• **Task description**
Exactly the lines from the one that holds "Find the pebble" to the end of the data below: retype these and nothing else.

• **Data for the task**
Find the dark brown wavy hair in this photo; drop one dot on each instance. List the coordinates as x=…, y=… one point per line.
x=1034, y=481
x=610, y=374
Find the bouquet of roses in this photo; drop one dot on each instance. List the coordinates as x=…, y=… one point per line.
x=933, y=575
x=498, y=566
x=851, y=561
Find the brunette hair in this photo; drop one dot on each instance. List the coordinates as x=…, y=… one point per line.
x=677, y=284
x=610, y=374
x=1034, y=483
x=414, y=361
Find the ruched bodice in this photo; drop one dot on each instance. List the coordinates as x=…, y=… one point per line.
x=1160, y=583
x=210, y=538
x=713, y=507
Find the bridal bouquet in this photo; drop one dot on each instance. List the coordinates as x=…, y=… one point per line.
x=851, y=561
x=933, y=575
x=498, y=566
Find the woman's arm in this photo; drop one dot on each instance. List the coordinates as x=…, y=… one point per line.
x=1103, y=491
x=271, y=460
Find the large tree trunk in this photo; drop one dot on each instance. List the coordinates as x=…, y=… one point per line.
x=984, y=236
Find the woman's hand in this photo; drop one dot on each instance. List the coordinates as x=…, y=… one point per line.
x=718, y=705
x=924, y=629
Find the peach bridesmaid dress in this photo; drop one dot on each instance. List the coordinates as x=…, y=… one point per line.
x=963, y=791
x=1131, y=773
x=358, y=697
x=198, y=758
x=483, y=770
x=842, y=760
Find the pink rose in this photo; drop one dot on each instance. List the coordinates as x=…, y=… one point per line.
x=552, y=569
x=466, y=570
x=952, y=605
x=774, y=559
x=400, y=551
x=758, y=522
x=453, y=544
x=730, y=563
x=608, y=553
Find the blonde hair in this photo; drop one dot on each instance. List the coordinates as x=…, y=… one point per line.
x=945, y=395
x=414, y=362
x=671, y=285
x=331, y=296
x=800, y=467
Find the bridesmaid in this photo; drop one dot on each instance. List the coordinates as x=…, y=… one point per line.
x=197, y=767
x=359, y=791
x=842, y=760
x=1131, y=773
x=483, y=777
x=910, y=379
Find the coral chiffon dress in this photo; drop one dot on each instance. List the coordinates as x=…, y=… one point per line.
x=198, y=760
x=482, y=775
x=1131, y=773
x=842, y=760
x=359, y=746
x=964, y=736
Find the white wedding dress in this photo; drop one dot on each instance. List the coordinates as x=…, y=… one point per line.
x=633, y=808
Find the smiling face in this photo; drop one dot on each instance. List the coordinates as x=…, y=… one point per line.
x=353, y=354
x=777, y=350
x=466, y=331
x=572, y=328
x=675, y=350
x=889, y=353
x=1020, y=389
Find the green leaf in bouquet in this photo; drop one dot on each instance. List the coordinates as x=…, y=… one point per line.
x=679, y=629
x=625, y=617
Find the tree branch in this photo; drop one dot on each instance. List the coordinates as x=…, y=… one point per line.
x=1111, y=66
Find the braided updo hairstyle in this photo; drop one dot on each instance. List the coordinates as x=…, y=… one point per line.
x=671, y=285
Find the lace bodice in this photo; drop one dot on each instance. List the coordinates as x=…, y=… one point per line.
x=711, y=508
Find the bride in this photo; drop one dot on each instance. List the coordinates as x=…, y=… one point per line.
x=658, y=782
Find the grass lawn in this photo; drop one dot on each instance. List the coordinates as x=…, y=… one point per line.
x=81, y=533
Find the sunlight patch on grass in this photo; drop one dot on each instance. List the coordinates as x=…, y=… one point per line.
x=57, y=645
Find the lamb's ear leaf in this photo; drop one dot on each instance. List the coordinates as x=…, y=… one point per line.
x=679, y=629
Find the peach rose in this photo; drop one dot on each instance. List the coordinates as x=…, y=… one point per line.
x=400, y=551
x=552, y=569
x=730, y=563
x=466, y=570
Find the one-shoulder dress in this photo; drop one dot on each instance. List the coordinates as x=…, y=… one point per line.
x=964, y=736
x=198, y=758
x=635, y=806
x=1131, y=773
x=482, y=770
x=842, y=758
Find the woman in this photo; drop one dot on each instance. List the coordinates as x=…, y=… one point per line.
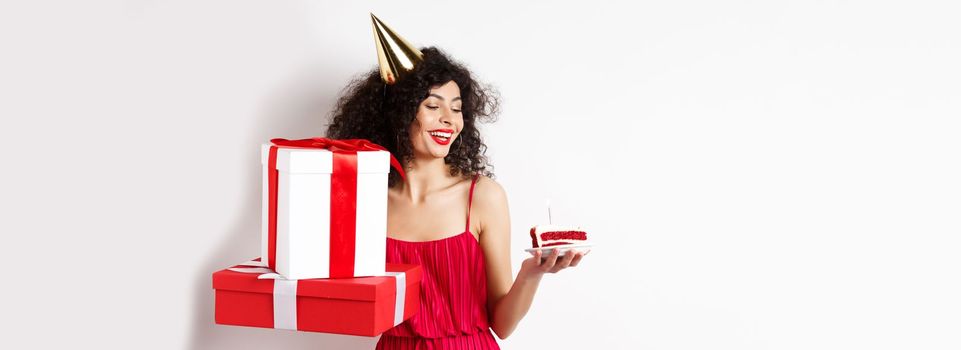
x=428, y=121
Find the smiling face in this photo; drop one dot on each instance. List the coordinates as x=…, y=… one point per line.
x=438, y=122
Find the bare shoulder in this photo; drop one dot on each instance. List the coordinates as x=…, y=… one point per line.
x=488, y=192
x=490, y=208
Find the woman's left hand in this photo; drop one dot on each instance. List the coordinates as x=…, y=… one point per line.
x=539, y=264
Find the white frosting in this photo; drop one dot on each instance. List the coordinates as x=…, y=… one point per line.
x=554, y=228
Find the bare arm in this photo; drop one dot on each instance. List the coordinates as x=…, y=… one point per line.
x=507, y=301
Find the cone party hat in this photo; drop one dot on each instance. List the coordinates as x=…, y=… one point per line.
x=395, y=55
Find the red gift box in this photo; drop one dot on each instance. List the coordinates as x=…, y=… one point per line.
x=366, y=306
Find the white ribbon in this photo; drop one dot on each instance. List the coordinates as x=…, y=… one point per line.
x=285, y=294
x=400, y=297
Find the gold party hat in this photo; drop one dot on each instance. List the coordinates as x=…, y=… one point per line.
x=396, y=56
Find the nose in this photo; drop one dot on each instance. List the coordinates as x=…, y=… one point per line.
x=446, y=118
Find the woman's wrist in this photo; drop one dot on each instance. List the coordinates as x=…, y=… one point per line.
x=530, y=274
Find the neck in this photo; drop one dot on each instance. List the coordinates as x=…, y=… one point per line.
x=424, y=176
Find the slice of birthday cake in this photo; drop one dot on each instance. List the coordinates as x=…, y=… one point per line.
x=556, y=235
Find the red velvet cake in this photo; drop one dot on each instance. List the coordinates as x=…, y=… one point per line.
x=557, y=235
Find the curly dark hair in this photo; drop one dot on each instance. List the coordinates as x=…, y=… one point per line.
x=369, y=109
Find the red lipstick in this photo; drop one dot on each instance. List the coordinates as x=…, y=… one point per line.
x=441, y=136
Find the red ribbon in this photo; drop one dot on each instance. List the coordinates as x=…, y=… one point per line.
x=343, y=197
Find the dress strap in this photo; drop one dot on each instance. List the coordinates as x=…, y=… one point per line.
x=470, y=198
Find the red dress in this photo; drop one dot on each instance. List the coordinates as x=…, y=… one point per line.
x=453, y=300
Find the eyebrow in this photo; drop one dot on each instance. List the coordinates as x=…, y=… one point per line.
x=442, y=98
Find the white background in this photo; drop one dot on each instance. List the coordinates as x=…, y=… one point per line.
x=756, y=175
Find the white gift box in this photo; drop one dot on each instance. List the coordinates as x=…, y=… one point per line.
x=303, y=248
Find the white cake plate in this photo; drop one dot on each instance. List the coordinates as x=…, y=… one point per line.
x=561, y=249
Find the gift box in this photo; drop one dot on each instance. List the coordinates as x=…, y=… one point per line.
x=248, y=295
x=325, y=207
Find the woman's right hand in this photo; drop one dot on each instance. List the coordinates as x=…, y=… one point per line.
x=539, y=264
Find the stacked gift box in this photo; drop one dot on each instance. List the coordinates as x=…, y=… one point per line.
x=324, y=240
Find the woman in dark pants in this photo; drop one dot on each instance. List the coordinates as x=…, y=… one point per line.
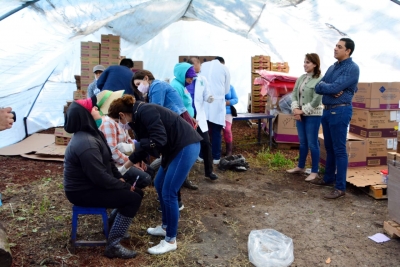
x=161, y=131
x=91, y=178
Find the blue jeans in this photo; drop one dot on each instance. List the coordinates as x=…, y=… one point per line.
x=334, y=125
x=215, y=132
x=308, y=129
x=169, y=181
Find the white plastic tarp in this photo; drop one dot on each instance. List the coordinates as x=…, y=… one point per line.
x=40, y=43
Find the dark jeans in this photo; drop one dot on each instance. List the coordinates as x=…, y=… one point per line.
x=205, y=146
x=125, y=201
x=216, y=139
x=308, y=129
x=334, y=125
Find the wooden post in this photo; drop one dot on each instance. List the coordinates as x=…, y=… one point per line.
x=5, y=252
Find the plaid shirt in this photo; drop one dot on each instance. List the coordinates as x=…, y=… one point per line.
x=114, y=135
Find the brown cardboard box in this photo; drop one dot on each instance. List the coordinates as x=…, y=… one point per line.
x=374, y=123
x=261, y=58
x=109, y=38
x=79, y=94
x=393, y=192
x=90, y=45
x=61, y=132
x=137, y=65
x=201, y=58
x=59, y=140
x=377, y=95
x=356, y=148
x=90, y=61
x=284, y=127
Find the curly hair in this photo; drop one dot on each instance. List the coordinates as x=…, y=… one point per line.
x=123, y=104
x=314, y=58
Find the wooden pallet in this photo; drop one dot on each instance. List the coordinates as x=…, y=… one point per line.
x=378, y=191
x=392, y=229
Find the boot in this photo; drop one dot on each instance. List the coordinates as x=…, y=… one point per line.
x=229, y=147
x=113, y=248
x=111, y=220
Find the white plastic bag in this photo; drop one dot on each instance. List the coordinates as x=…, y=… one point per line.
x=270, y=248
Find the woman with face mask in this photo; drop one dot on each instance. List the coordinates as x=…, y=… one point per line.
x=91, y=178
x=161, y=131
x=307, y=110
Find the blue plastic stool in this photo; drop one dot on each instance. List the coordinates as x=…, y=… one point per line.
x=76, y=210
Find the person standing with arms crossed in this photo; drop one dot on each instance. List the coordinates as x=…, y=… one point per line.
x=338, y=87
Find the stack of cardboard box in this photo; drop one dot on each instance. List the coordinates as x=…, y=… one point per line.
x=62, y=137
x=257, y=102
x=110, y=50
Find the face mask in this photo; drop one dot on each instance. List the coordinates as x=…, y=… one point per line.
x=99, y=122
x=144, y=89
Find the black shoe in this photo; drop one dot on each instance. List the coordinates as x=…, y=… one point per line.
x=118, y=251
x=189, y=184
x=180, y=204
x=212, y=176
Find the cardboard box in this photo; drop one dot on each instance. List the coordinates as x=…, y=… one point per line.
x=374, y=123
x=109, y=38
x=377, y=95
x=138, y=65
x=79, y=94
x=90, y=53
x=393, y=191
x=111, y=47
x=61, y=132
x=201, y=58
x=90, y=45
x=90, y=61
x=284, y=127
x=261, y=58
x=62, y=140
x=356, y=147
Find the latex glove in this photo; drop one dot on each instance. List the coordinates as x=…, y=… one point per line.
x=126, y=148
x=122, y=169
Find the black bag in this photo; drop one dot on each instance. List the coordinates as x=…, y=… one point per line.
x=233, y=111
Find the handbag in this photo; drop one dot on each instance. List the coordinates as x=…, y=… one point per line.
x=233, y=111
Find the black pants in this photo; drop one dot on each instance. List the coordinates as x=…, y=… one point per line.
x=206, y=153
x=125, y=201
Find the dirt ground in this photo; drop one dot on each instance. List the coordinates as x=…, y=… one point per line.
x=214, y=225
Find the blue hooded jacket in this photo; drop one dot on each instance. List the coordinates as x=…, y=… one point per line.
x=161, y=93
x=178, y=84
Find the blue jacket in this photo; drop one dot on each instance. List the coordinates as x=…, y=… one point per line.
x=232, y=97
x=179, y=84
x=161, y=93
x=116, y=78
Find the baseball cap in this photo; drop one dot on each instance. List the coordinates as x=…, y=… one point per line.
x=98, y=67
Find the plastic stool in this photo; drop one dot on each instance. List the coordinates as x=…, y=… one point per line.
x=76, y=210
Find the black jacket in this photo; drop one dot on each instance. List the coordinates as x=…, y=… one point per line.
x=160, y=131
x=88, y=163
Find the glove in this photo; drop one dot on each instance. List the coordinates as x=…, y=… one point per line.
x=122, y=170
x=126, y=148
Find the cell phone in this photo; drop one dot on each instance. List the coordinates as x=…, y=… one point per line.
x=15, y=116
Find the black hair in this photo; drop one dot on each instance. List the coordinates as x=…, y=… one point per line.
x=221, y=59
x=127, y=62
x=349, y=44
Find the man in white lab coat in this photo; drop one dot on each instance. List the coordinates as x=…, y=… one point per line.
x=218, y=78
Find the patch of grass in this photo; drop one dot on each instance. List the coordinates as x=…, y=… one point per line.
x=275, y=161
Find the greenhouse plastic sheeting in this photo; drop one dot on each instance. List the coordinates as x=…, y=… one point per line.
x=39, y=48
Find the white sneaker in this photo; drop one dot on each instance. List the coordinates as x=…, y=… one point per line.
x=157, y=231
x=162, y=248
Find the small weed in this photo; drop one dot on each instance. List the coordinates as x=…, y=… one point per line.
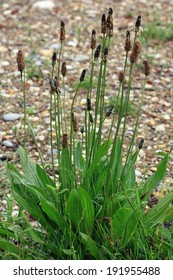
x=91, y=206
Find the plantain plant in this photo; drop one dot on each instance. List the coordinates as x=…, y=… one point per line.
x=91, y=207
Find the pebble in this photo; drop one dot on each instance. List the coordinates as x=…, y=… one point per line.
x=11, y=117
x=160, y=128
x=7, y=144
x=43, y=5
x=73, y=43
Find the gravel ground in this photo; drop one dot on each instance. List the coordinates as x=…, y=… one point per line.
x=36, y=31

• **Reply**
Find the pebble in this photo; drop one dot on each instance. List the coordinates as x=…, y=… one point per line.
x=11, y=117
x=160, y=128
x=7, y=144
x=43, y=5
x=73, y=43
Find the gravel ground in this photo; drop one dot on each instance. List the coordinates as x=…, y=… one point per line.
x=36, y=31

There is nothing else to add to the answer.